WORK TO COMPLETE
#1 Reproduce the passage of the engine patent extract starting at "[0037] There is" and ending at "illustrations.".
#2 Render this sentence from the engine patent extract into Spanish: "The changes in the improved device are in four major areas."
#3 Write the next part of the engine durability patent description, starting after its final sentence.

EXTRACT PROVIDED
DESCRIPTION OF THE DRAWINGS
Reference Numerals
[0035] The following list refers to the drawings:
TABLE-US-00001 Ref # Description 31 General cylinder head for the
Special Improved Durability Engine Device for Use with Stationary
Power Generation Systems 31A Cylinder head component detail
isometric 31B General cylinder head from the rocker arm vantage 31C
General cylinder head from the piston side vantage 32 Engine
assembly (e.g. 8.1 L or the like) 33 Service isometric for an 8.1 L
or the like 34 Engine block with a cylinder head assembly 35 Valve
and seat assembly 36 Exhaust valve 37 Intake valve 37A Intake port
38 Rocker Arm cover 40 Exhaust valve seat of valve body 40A Intake
valve seat of valve body 41 Exhaust valve insert seat for cylinder
head 41A Intake valve insert seat for cylinder head 42 Valve seat
materials 43 Valve angle 44 Valve guide 45 Multiple groove on valve
shaft 45A Single groove 46 Valve seal 47 Rotator eliminator means
47A Rotator spacer 48 Valve spring 49 Valve shims 51 Special
lubricant 52 Anaerobic exhaust guide sealant 53 Combustion chamber
54 Piston and connecting rods 55 Piston aperture/eyebrow clearance
for intake valve 59 Block register for the new device 60 Cam 61
Pushrod aka push tubes 62 Rocker arm 62A Rocker arm ball 62B Rocker
arm nut/fastener 63 Valve lifter 64 Spring retainer 65 Keepers,
locks 66 Rocker arm stud 67 Cam shaft 67A Cam shaft aperture 68 Cam
follower/roller 70 Standard 8.1 liter engine diagram and parts list
71 Valve lifter assembly 72 Push rod assembly 73 Spring assembly 74
Rocker arm assembly 75 Engine block 76 Standard set register for
8.1 L engine 80 Outdoor electrical generator unit 81 Indoor
electrical generator unit 82 Well pump drive electrical unit 84
Current production durability graph and data 85 Proposed durability
production test unit's durability graph and data
DETAILED DESCRIPTION OF PREFERRED EMBODIMENT
[0036] The present mechanism is a special Improved Durability
Engine Device 31. The preferred embodiment of the special Improved
Durability Engine Device is comprised essentially of improvements
in four areas: material selection; process controls; special
configurations of critical component parts for stationary natural
gas units; and dimensional control of the component parts.
[0037] There is shown in FIGS. 1-17 a complete operative embodiment
of the special Improved Durability Engine Device 31. In the
drawings and illustrations, one notes well that the FIGS. 1-15
demonstrate the general configuration of the present concept and
the prior art for this invention. FIG. 16 show the operational uses
and FIG. 17 show the empirical data that supports the change to
this improved configuration described herein. These drawings and
illustrations are described in detail below. The changes in the
improved device are in four major areas. These changes will be
described accordingly first before describing the
illustrations.

Stored records
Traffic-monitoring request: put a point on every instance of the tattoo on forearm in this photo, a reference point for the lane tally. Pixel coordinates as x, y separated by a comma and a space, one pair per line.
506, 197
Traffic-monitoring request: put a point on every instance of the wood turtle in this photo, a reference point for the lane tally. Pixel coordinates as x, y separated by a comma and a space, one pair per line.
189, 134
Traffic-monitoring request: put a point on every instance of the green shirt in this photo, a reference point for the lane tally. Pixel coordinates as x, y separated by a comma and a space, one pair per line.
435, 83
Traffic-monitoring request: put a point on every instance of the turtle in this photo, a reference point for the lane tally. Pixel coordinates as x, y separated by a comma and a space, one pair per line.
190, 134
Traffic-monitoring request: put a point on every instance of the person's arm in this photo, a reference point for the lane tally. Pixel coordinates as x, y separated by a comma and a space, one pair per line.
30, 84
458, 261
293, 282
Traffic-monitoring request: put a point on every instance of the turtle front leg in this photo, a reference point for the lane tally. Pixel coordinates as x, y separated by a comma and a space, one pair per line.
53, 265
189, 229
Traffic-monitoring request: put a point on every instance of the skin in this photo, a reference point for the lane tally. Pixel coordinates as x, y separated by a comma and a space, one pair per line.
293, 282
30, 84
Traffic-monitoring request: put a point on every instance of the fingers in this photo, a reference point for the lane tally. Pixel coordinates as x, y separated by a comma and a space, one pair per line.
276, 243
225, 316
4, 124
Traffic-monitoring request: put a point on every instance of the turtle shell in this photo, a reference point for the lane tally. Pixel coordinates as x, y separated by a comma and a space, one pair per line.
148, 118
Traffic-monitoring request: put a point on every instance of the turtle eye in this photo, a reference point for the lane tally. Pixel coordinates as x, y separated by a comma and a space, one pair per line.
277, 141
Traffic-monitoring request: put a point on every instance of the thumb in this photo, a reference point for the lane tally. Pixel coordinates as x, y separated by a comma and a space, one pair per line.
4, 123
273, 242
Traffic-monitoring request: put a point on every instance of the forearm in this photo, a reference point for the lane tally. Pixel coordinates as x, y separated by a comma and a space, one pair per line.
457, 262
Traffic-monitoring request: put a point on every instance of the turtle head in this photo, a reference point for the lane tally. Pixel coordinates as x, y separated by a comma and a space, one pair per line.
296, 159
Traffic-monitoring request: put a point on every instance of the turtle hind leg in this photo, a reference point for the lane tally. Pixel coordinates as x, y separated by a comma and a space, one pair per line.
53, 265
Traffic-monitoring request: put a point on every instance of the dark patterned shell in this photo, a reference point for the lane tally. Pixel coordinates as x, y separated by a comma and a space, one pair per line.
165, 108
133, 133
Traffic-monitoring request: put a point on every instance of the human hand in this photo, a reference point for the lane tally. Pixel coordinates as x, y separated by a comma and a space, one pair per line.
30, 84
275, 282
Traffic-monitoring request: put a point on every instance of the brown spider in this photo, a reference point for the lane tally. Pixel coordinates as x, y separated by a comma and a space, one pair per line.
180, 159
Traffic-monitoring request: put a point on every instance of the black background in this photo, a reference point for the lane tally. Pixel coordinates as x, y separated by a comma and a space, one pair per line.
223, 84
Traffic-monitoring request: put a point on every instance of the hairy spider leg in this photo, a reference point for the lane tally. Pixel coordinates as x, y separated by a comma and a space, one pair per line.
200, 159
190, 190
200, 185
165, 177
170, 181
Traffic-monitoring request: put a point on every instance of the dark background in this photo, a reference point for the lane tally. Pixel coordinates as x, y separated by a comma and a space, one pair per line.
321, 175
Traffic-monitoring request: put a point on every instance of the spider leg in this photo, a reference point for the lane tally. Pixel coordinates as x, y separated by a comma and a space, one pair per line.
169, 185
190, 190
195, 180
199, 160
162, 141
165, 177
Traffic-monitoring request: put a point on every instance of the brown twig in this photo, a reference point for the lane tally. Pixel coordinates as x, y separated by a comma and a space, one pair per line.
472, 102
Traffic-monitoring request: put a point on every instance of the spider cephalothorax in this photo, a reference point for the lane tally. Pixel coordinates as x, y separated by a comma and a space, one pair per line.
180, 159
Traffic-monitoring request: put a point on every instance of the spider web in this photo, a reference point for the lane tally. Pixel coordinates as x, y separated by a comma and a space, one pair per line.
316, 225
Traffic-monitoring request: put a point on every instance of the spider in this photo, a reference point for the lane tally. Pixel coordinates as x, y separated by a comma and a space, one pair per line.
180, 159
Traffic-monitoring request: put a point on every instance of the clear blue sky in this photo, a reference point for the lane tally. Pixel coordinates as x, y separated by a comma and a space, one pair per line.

PER-TASK OUTPUTS
#1
[0037] There is shown in FIGS. 1-17 a complete operative embodiment
of the special Improved Durability Engine Device 31. In the
drawings and illustrations, one notes well that the FIGS. 1-15
demonstrate the general configuration of the present concept and
the prior art for this invention. FIG. 16 show the operational uses
and FIG. 17 show the empirical data that supports the change to
this improved configuration described herein. These drawings and
illustrations are described in detail below. The changes in the
improved device are in four major areas. These changes will be
described accordingly first before describing the
illustrations.

#2 Los cambios en el dispositivo mejorado se concentran en cuatro áreas principales.

#3
[0038] The first improved change is Material Selection. The valves
36,37 and seats 41, 41A have special coatings and base materials
42. The exhaust 36 and intake 37 valves are proprietary valves
manufactured exclusively for Lloyd's Machine Shop by the Eaton
Corporation. These valves 36, 37 are used only in the I Power 8.1 L
natural gas engine 32. The heads of both valves 36, 37 are coated
with cobalt based, hardened material for HD valves (like
Stellite-1.RTM. or the like). The exhaust valve 36 base material is
inconel or the like for high temperature performance, and the stem
is silchrome or the like. The base material of the intake valve 37
is a high grade intake material. The stems of both valves 36, 37
are chrome plated to minimize friction and retain oil. The seat 41,
41A insert is a sintered tungsten carbide tool steel with additives
to improve its high hot hardness for use in natural gas engines.
Solid lubricants are built in to the material to prevent
micro-welding which is the primary cause of valve recession.
Special processing techniques are used for producing the seats 41,
41A. These include high temperature sintering and post heat treat
processing which create "cermet" style metal alloy oxides in the
material. They are called "cermet" because they do not soften at
elevated temperatures (which is similar to ceramics), but they
retain the machinability (which relates to metals). The preferred
example of a seat 41, 41A (as an example and not a limitation) is
called the 90000 series by its maker, the Dura-Bond Bearing Company
of Carson City, Nev. The valve guides 44 are made of a high
strength cast iron or the like with elements added for lubricity.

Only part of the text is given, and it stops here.